The entries that follow must be written out exactly, without any of the pictures they contain.

------------------------------

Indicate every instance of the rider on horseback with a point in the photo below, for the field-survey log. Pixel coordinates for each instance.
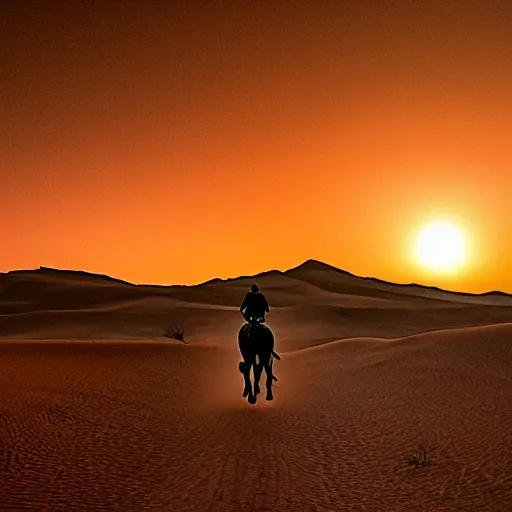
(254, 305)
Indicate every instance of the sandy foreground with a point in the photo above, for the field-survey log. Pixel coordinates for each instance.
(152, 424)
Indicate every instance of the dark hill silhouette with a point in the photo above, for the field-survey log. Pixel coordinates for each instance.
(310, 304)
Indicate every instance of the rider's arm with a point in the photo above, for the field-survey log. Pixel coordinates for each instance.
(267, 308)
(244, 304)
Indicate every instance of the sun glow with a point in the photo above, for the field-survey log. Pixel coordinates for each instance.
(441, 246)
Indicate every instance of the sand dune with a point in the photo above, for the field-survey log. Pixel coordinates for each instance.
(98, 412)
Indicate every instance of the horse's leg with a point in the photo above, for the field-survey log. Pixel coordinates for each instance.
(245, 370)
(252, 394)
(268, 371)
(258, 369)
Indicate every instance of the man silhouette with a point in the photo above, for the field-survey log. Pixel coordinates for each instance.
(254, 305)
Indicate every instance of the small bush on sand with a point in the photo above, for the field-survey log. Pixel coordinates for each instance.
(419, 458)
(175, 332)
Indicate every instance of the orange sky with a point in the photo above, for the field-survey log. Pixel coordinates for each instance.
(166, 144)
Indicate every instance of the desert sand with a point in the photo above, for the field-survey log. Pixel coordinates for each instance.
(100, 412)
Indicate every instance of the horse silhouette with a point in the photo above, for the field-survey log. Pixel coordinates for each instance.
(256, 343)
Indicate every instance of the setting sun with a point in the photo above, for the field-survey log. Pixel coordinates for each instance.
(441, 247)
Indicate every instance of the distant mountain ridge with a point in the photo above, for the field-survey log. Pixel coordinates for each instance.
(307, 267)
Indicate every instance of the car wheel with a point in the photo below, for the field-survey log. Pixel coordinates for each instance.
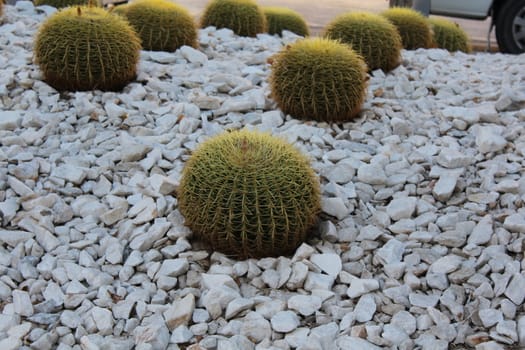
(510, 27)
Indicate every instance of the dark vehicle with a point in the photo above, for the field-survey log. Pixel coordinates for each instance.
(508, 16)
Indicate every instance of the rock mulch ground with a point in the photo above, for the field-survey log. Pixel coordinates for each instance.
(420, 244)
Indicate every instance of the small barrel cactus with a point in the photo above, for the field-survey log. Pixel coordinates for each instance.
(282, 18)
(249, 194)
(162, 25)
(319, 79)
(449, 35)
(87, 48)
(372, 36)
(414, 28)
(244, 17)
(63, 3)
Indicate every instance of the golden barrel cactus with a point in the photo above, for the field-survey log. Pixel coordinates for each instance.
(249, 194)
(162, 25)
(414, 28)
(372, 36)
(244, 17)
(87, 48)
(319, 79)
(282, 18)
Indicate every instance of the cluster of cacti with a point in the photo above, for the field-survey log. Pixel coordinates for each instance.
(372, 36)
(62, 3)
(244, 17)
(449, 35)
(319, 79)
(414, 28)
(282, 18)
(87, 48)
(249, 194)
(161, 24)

------------------------------

* EXERCISE OUTPUT *
Indicate every instance of the rider on horseback with a point in the photo below, for the field-survey log. Pixel coordinates for each instance.
(254, 305)
Indicate every instance of the sandy foreground with a point in the photo above, for the field-survey log. Pixel coordinates for each instance.
(152, 424)
Indicate every instance of the dark hill silhouette with a point in the photo above, for the field-survey log. Pixel coordinates for each instance.
(310, 304)
Indicate every instance of the rider's arm with a point in the photo above, for the field-survey log. Pixel coordinates for each instance.
(267, 308)
(244, 304)
Indicate every instance of the sun glow with a point in the photo above, for the field-survey log. Pixel coordinates for each instance.
(441, 246)
Indicate every instance of the sand dune with a point in the photo above, for the field-survey log. Pixel coordinates for each instance.
(98, 412)
Indicate every instance of the horse's leg with a point in the photo above, for the field-survey log. Pixel coordinates for each instance.
(245, 370)
(252, 394)
(268, 371)
(258, 369)
Indicate every instance of the man silhouette with a point in the photo above, for the field-survey log. Pixel coordinates for each instance.
(254, 305)
Indicate every instance of the small bush on sand with a point in the photo above, for the field-survey log. Pixel coordinates for each instance.
(419, 458)
(175, 332)
Indicate every instance of the orange sky with a point in the photo above, for the field-survey log. Pixel coordinates for each instance.
(166, 144)
Indicate every instance of the desert sand with a point in the photo above, for the field-survey log. Pixel coordinates for each instance.
(100, 412)
Indicate every instance of the horse silhouette with a point in the photo above, for the field-survey log. Pixel coordinates for each instance.
(256, 343)
Indicate every instance of the setting sun with a point in the photo above, for the field-survey log. Pixel coordinates for each instance.
(441, 247)
Indicate every instance of the distant mountain ridge with a point in the photo above, for the field-survey log. Pixel coordinates for each instance.
(307, 267)
Indicate every instance of the car wheel with a point in the photo below, for the field-survey log. Pixel coordinates for each instance.
(510, 27)
Indicate every instance of the dark vehicle with a point in the photo above, for the field-survey log. Pixel coordinates for each instance.
(508, 16)
Indicate every instance of the rock mulch ground with a point in the photo above, for the field-survey log. Pixel coordinates for each instance.
(420, 244)
Indicate every instance of the small barrel cactus with a point in the photo above, for the field-survey log. Pixel coordinates for each instance.
(282, 18)
(249, 194)
(162, 25)
(319, 79)
(449, 35)
(87, 48)
(372, 36)
(414, 28)
(244, 17)
(63, 3)
Indicate every instance of the golden barrel cactus with a point in the photo above, for the field-survey log. Pixel coordinates for each instance.
(249, 194)
(162, 25)
(414, 28)
(372, 36)
(244, 17)
(87, 48)
(319, 79)
(282, 18)
Indicate every instance of the cluster of cacti with a point in the photo above, for the field-survey log. Pixel coordinates for each instance.
(372, 36)
(62, 3)
(244, 17)
(449, 35)
(319, 79)
(414, 28)
(282, 18)
(87, 48)
(249, 194)
(161, 24)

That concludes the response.